Dataset rows on where objects appear ->
%%
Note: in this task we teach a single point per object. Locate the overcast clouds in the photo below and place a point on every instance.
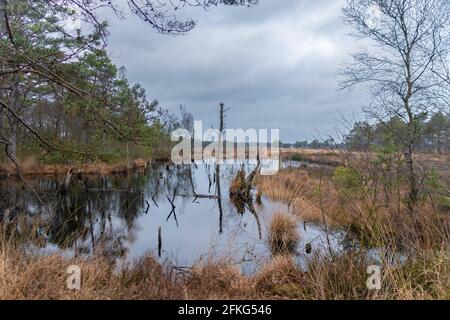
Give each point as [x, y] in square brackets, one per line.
[275, 65]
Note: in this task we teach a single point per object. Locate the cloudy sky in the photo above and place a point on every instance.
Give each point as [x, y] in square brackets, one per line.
[275, 65]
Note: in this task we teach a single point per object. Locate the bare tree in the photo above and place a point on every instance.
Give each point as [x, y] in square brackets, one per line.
[406, 38]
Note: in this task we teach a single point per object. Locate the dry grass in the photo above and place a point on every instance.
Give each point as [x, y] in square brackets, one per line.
[283, 233]
[30, 166]
[341, 277]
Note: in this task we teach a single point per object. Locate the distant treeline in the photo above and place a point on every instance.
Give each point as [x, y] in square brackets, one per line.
[432, 136]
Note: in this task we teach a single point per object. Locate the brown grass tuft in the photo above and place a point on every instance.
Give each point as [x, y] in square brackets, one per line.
[283, 233]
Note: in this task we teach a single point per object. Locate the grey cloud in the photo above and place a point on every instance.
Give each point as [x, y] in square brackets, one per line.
[274, 64]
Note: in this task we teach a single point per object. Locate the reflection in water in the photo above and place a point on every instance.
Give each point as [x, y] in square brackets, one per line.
[167, 210]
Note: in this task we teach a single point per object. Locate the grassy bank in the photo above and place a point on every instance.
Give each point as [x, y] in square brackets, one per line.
[343, 277]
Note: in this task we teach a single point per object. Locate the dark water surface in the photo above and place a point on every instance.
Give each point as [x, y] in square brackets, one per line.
[120, 216]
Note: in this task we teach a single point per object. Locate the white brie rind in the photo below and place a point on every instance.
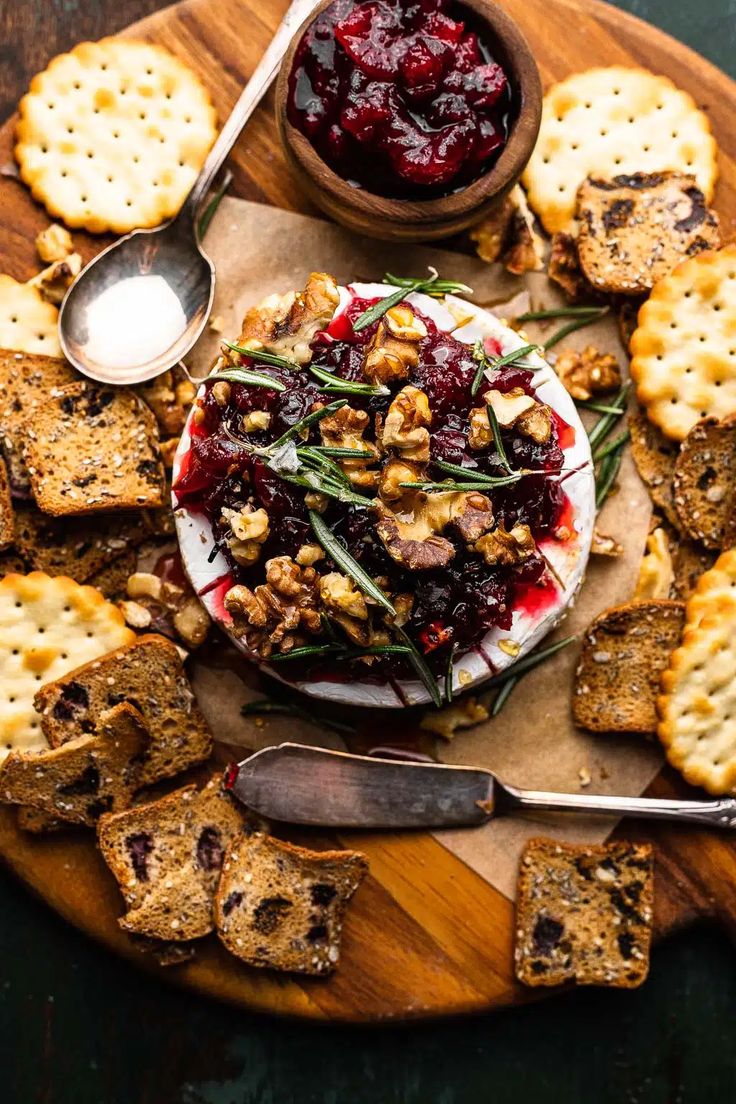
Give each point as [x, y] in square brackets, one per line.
[500, 648]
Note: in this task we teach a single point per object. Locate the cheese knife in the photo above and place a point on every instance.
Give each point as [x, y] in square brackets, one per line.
[305, 785]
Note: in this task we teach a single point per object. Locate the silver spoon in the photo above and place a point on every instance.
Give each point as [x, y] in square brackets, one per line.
[138, 307]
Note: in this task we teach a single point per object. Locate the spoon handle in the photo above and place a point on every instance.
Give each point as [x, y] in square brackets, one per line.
[717, 814]
[249, 98]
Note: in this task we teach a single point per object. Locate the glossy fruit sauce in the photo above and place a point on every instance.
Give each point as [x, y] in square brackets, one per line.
[454, 607]
[402, 98]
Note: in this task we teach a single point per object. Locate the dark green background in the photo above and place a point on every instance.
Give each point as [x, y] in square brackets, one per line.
[78, 1027]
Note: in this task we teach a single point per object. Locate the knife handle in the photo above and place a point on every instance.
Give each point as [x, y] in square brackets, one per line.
[717, 814]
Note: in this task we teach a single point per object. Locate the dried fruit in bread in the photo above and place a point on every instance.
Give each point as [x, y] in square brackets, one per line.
[624, 653]
[167, 857]
[148, 672]
[584, 914]
[48, 626]
[683, 353]
[704, 480]
[283, 906]
[113, 135]
[91, 448]
[28, 324]
[636, 229]
[84, 778]
[697, 703]
[654, 457]
[608, 121]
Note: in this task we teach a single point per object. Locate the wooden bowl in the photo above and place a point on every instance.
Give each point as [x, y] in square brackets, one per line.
[424, 220]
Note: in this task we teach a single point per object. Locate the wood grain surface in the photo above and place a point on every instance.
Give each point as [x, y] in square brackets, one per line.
[426, 936]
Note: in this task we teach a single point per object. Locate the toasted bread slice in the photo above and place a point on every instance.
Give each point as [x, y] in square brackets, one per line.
[625, 650]
[704, 480]
[283, 906]
[654, 457]
[633, 230]
[91, 448]
[85, 777]
[584, 914]
[167, 857]
[147, 673]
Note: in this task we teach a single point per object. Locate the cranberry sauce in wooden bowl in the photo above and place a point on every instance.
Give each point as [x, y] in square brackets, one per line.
[372, 509]
[408, 119]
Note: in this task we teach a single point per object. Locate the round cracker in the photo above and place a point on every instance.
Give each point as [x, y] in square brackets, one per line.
[28, 324]
[614, 121]
[697, 704]
[684, 347]
[113, 135]
[715, 591]
[48, 627]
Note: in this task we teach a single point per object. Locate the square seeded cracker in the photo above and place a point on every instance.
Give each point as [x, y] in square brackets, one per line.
[584, 914]
[91, 448]
[636, 229]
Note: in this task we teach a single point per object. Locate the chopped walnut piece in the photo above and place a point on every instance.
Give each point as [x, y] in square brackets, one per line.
[393, 474]
[287, 325]
[406, 425]
[508, 234]
[54, 282]
[54, 243]
[279, 611]
[460, 714]
[587, 373]
[507, 548]
[564, 268]
[344, 430]
[248, 531]
[412, 535]
[340, 595]
[394, 351]
[256, 421]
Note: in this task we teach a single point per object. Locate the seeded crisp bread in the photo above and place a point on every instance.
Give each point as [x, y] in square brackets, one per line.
[91, 448]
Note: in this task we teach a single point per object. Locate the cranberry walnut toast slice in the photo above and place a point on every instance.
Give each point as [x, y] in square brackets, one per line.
[86, 776]
[281, 906]
[149, 675]
[167, 857]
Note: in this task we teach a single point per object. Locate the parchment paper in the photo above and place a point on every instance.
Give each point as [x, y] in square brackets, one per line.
[533, 743]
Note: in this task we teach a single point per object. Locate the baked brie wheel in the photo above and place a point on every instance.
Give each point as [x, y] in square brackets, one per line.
[374, 508]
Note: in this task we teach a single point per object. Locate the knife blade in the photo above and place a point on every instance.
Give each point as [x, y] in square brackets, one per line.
[315, 786]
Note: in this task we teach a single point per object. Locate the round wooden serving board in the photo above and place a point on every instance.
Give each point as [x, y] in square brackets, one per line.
[425, 935]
%%
Print the whole listing above once more, word for word, without its pictures.

Written reply ->
Note: in this task we teach a single point per object. Locate the overcast clouds in the photo below and place a point on every instance.
Give each point as [x, y] in square brackets, one per line.
[275, 65]
Note: in this task we teach a single point per object. Locate the cloudy sky in the photo above and place a point on every instance.
Give each point as [x, y] in square brackets, one per line.
[275, 65]
Note: in this task we teach a single point per object. Locate the bare tree in the photo above and place a point on every instance.
Give each point as [x, y] in square brackets, one per line.
[406, 38]
Note: in this task we teach a single point per object. Locate the dry grass in the photo above and place a point on every instance.
Give each point as [x, y] in square brackets, one per line.
[283, 233]
[30, 166]
[341, 277]
Note: in this task we teach a single point per object. Locate the distant treeline in the photo above and place a point on every instance.
Give each point as [x, y] in square brackets, one per line.
[432, 136]
Note: in this task we teach a single point per object. Locate the brown grass tuft in the photo above and place a point on every instance.
Give each point as [x, y] in square brackets, one per line.
[283, 233]
Note: in this task we teach a single point per object. Locate the grey cloud in the photo above and place a point on every instance.
Give each point as [x, y] in square brackets, one per line.
[274, 64]
Note: in this task we teach a single point per object. Locate the reflection in water in the photo above and place a point on every instance.
Give each point as [x, y] in square brackets, one per line.
[167, 210]
Note: in this task we teach a single point per object. Locate the grassy bank in the photo above and place a point on every instance.
Give each point as [x, y] in square brackets, one per line.
[343, 277]
Note: in this task we teach a single point per object. Locate the dark water surface in the photo above and place a point on every instance.
Give each point as [x, y] in square brackets, one per line.
[120, 216]
Note: in this task we teach a single point per object. Locate the white brie rind in the photo below and place a point on every instance.
Give each point as [x, y] in square brackets, one per line.
[500, 648]
Note: in this task we teach a single point per object. Locate the cheese knife in the photo above and place a point on every instance.
Give each point as [x, y] in square brackets, one per line.
[305, 785]
Note: in this task we teach a single point per object. Locate the silver spoon in the photo above and place a point on every instance.
Give each point as [x, y] in square brackets, one per line.
[138, 307]
Note: in this task we teach a single point per object. Locate the spoon handle in the photo above and place a point on every instance.
Give each point as [x, y] in square brackets, one per line.
[717, 814]
[249, 98]
Note: in this task we teach a single point per object. Locate the glossy fruit sauce in the photo above and place a point on every instance.
Give each point as [x, y] in square brackets, one per line.
[454, 607]
[402, 98]
Note: in this task we teach a single point per object. Locate the dark green background in the photo above and place a point on every instance.
Give each point as [x, y] in square brackets, one per line.
[78, 1027]
Note: in this task we teach a single point per object. Locate the knife handle in the photo above and place a point on every instance.
Give each point as [x, y] in square brackets, one per line.
[717, 814]
Note: in this task we teach a single point per object. Locate the dried fruit in bread in the photo above and place a point on every instance.
Give each point as [x, y] in square brackets, one per line.
[624, 653]
[167, 857]
[148, 672]
[584, 914]
[48, 626]
[683, 353]
[704, 480]
[283, 906]
[113, 135]
[91, 448]
[28, 324]
[636, 229]
[84, 778]
[697, 703]
[654, 457]
[608, 121]
Note: in this task we teach a single point per object. Locate the wooden bowl in the photo above and place a point on every instance.
Give each point as [x, y] in square brackets, one per line.
[424, 220]
Note: in this task we teach a single point per object. Locate the wood grain surface in the photo above and place a point on every instance.
Give each point as [x, y] in square brackets, one per line.
[426, 936]
Note: in this task we teach a single point per object. Locate the toasted bread slice in the photo above and place a point on every instance.
Give each point as [x, y] in square brackets, one per line.
[625, 650]
[704, 480]
[283, 906]
[654, 457]
[633, 230]
[91, 448]
[85, 777]
[584, 914]
[167, 857]
[147, 673]
Note: in this task we teach a single point per object. Locate the cranberry sauce in wooden bowl in the photo above and place a point on every instance.
Give each point as [x, y] in square brackets, one per line.
[372, 509]
[408, 119]
Note: in this task we teach a single point per object. Locate the round cracker in the photo above and place a point on every instance.
Give each point as [x, y] in square brackets, one per line.
[28, 324]
[614, 121]
[697, 704]
[684, 347]
[113, 135]
[715, 591]
[48, 627]
Note: in this task we teach a single point per object. Locate the square seeded cracker in the photo above and place a point on every instance.
Give each point as [x, y] in square brackets, one per line.
[584, 914]
[91, 448]
[636, 229]
Note: in this task we teach a single point per object. Locate the chopped walnut piece in the photo above and place a point on every instance.
Give each point as [x, y] in square brackets, one per line.
[393, 474]
[287, 325]
[406, 425]
[508, 234]
[54, 282]
[54, 243]
[279, 611]
[460, 714]
[587, 373]
[507, 548]
[564, 268]
[344, 430]
[248, 531]
[412, 535]
[340, 595]
[394, 351]
[256, 421]
Note: in this task we teach a single point per object. Locate the seeded crisp bread in the photo above and place a point on every instance.
Give each point as [x, y] in square brackets, one per line.
[91, 448]
Note: in this task we teach a single point per object. Locate the cranberry walnut toast slice in the photo above and place a point on every instance.
Give each point as [x, y] in square brackets, one per line.
[86, 776]
[281, 906]
[149, 675]
[167, 857]
Note: in this task we teach a single point per object. Locate the parchment paper in the photo above and place a point on every instance.
Give each point as [x, y] in square brackets, one per line.
[533, 743]
Note: in this task we teach a single point per object. Locate the baked brie wheel in the photo above and place a point on every instance.
Give each point as [x, y] in square brackets, one per line.
[374, 508]
Note: in this task we teach a single point per object. Locate the knife blade in the photo above and place a point on every instance.
Give each point as [x, y] in square brackets, one per line.
[315, 786]
Note: in this task we teach a single point per object. Locate the round wooden serving board in the photo above and place a point on every instance.
Give each point as [x, y] in square brackets, one per line.
[425, 935]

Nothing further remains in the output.